--- Records shown Enclosed Below ---

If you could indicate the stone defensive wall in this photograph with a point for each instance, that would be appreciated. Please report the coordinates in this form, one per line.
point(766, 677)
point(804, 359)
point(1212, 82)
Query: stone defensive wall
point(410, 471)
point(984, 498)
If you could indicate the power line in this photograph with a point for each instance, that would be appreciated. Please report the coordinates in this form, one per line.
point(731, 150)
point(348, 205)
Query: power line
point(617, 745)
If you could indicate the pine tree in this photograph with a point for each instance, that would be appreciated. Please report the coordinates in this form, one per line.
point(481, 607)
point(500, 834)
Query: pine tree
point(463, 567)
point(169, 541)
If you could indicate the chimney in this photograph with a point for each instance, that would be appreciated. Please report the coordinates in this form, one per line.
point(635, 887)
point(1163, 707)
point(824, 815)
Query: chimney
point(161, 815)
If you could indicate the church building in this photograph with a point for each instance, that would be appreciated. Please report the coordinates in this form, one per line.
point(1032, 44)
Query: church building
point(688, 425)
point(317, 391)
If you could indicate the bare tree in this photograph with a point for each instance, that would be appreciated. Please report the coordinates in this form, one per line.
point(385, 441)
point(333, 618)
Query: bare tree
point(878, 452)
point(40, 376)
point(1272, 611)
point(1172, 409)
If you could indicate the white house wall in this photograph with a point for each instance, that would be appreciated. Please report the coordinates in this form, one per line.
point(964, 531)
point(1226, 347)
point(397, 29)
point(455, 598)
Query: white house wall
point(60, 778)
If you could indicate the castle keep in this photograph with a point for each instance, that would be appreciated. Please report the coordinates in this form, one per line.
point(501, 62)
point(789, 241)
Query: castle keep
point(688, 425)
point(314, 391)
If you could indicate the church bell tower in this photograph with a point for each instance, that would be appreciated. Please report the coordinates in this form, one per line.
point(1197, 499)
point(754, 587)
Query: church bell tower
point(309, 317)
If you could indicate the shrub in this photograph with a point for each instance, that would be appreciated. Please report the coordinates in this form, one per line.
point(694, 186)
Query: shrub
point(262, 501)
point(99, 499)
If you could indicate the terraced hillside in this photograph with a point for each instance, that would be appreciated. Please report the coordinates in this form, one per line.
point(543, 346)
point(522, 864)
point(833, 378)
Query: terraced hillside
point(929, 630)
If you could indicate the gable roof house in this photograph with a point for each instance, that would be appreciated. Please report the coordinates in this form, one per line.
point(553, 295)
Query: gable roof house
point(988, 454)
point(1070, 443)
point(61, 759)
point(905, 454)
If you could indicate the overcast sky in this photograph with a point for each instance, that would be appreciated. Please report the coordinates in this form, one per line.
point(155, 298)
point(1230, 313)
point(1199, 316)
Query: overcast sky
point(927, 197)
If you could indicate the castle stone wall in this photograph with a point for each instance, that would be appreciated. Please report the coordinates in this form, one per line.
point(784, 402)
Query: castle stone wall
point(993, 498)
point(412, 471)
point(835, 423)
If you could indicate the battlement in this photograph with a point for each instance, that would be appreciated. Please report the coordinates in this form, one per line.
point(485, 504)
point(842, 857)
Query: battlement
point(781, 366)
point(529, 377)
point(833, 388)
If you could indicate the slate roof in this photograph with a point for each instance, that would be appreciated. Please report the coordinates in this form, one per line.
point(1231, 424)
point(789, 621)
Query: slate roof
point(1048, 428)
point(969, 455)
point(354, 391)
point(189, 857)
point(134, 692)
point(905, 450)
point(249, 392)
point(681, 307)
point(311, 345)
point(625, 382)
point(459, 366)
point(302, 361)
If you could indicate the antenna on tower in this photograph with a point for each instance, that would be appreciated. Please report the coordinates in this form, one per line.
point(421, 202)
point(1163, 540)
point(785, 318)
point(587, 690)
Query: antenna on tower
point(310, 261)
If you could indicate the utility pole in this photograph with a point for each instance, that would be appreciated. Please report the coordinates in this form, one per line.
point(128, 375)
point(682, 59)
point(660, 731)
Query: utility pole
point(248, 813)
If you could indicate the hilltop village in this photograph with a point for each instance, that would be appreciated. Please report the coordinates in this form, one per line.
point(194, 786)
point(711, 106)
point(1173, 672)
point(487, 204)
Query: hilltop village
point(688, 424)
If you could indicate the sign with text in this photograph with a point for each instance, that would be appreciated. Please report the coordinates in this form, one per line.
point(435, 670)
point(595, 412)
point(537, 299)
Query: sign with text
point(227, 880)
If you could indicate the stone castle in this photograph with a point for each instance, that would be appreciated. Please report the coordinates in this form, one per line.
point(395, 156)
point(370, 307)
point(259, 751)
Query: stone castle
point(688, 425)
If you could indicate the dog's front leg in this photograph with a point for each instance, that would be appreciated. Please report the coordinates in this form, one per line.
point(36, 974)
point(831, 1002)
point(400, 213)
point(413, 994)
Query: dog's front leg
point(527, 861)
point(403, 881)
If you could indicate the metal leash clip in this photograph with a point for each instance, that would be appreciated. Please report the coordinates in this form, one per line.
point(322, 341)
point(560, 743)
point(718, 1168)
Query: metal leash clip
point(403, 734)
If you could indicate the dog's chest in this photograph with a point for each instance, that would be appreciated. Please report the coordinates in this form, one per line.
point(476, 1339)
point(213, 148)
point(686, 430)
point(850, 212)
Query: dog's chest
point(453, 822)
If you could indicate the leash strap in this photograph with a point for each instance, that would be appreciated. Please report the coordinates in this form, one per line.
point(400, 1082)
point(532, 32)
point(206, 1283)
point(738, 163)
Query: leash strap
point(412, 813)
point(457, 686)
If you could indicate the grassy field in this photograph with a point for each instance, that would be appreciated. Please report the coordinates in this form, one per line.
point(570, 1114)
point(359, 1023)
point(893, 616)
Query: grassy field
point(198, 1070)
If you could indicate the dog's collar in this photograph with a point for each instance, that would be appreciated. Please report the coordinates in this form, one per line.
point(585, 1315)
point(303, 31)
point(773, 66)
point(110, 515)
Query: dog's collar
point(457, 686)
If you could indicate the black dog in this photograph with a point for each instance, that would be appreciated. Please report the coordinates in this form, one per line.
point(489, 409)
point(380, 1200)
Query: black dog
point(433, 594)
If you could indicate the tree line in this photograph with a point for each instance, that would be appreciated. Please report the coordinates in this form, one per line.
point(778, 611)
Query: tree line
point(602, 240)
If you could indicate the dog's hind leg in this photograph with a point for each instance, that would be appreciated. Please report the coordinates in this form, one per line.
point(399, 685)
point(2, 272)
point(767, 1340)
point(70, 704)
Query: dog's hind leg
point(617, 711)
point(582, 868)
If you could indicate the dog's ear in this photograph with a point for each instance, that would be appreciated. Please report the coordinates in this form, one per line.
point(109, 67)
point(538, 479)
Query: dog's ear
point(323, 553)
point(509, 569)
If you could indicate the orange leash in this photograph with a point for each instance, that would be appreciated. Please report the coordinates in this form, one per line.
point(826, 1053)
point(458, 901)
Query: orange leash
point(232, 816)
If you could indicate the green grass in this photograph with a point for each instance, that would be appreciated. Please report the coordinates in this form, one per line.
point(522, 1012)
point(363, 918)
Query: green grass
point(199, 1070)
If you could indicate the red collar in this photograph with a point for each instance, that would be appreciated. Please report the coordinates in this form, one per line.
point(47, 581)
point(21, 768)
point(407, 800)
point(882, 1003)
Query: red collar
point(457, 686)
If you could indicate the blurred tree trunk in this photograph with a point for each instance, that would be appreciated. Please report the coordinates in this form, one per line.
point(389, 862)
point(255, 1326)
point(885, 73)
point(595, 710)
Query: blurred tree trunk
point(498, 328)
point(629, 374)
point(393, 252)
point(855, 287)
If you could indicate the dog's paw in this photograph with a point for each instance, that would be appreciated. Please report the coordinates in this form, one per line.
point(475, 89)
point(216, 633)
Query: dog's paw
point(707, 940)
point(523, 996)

--- End of Enclosed Records shown ---

# Your instructions:
Each line from the first line of the entries up to and including the line containing "point(1212, 82)" should be transcribed exactly, with all other lines left out.

# Finished exercise:
If you could indicate the stone defensive wall in this photograph with a point for each instance, that would be appreciated. Please report the coordinates in this form, one per line.
point(766, 677)
point(804, 359)
point(1212, 82)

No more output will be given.